Exercise description:
Everything from the line that contains "[locate] autumn tree" through the final line of the records should be written out exactly, and nothing outside that span.

Data for processing:
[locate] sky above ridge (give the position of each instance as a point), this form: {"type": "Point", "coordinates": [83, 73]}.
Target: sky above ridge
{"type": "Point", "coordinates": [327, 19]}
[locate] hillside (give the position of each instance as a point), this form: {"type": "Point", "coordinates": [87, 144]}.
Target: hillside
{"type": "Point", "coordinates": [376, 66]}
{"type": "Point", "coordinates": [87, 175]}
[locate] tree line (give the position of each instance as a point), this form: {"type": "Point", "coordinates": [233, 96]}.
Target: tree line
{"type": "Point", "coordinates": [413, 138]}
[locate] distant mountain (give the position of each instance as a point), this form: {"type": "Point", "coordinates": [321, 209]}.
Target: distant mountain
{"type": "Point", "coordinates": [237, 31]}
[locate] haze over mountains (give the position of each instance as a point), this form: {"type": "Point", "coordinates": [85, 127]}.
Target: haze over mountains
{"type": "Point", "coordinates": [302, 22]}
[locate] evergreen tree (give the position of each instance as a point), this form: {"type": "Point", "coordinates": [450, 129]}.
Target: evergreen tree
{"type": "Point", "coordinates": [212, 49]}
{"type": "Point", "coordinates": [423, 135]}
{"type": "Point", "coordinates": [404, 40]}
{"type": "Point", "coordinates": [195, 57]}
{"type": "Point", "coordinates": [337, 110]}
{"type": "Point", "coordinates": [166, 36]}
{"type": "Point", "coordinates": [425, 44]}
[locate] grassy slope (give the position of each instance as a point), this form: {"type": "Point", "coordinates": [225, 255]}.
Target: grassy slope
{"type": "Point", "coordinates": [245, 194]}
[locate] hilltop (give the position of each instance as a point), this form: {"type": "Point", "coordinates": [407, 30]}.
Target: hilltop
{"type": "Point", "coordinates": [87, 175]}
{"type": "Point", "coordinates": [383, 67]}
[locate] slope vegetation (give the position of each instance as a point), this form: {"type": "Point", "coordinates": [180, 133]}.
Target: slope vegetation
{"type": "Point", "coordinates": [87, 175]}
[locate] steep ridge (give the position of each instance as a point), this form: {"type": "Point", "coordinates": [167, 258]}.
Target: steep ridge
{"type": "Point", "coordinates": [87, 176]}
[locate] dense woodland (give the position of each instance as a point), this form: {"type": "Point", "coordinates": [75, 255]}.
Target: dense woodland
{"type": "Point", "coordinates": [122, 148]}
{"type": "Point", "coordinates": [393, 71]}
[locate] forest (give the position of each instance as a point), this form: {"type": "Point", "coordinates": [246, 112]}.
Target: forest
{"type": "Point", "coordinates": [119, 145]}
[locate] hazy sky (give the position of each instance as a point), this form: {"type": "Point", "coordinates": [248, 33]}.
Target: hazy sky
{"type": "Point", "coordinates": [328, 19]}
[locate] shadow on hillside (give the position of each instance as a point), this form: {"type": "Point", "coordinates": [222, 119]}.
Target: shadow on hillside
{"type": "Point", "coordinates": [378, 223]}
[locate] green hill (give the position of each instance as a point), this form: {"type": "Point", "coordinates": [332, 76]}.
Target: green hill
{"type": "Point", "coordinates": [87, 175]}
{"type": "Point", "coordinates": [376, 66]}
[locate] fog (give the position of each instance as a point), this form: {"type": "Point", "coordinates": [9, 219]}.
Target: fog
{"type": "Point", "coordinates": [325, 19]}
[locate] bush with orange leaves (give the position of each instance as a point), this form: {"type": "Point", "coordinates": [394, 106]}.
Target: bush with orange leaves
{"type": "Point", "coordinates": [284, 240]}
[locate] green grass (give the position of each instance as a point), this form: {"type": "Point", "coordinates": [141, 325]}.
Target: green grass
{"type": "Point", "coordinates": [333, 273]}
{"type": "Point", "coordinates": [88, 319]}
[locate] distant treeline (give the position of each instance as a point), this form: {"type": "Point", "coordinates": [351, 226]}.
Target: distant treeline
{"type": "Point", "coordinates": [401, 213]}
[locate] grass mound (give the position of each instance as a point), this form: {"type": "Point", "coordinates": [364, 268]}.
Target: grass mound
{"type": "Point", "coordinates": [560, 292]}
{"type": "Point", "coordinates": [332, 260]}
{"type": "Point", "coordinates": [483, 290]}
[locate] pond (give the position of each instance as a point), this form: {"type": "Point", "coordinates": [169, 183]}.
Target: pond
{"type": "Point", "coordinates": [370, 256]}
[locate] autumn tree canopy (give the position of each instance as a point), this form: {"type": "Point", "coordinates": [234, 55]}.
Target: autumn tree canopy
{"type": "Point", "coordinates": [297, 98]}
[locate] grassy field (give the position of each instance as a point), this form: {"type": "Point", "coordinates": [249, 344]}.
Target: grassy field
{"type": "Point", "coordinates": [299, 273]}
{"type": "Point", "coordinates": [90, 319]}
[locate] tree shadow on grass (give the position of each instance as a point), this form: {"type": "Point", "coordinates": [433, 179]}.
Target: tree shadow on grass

Correct output:
[locate] autumn tree canopy (give the position of each instance as a point), this form: {"type": "Point", "coordinates": [234, 55]}.
Target: autumn tree canopy
{"type": "Point", "coordinates": [297, 98]}
[locate] grassy field (give the position of each instance as a point), this form: {"type": "Point", "coordinates": [249, 344]}.
Target: grassy field
{"type": "Point", "coordinates": [299, 273]}
{"type": "Point", "coordinates": [90, 319]}
[locate] tree shadow on grass (give the position of each instance as a point), this form: {"type": "Point", "coordinates": [433, 179]}.
Target: tree shadow on grass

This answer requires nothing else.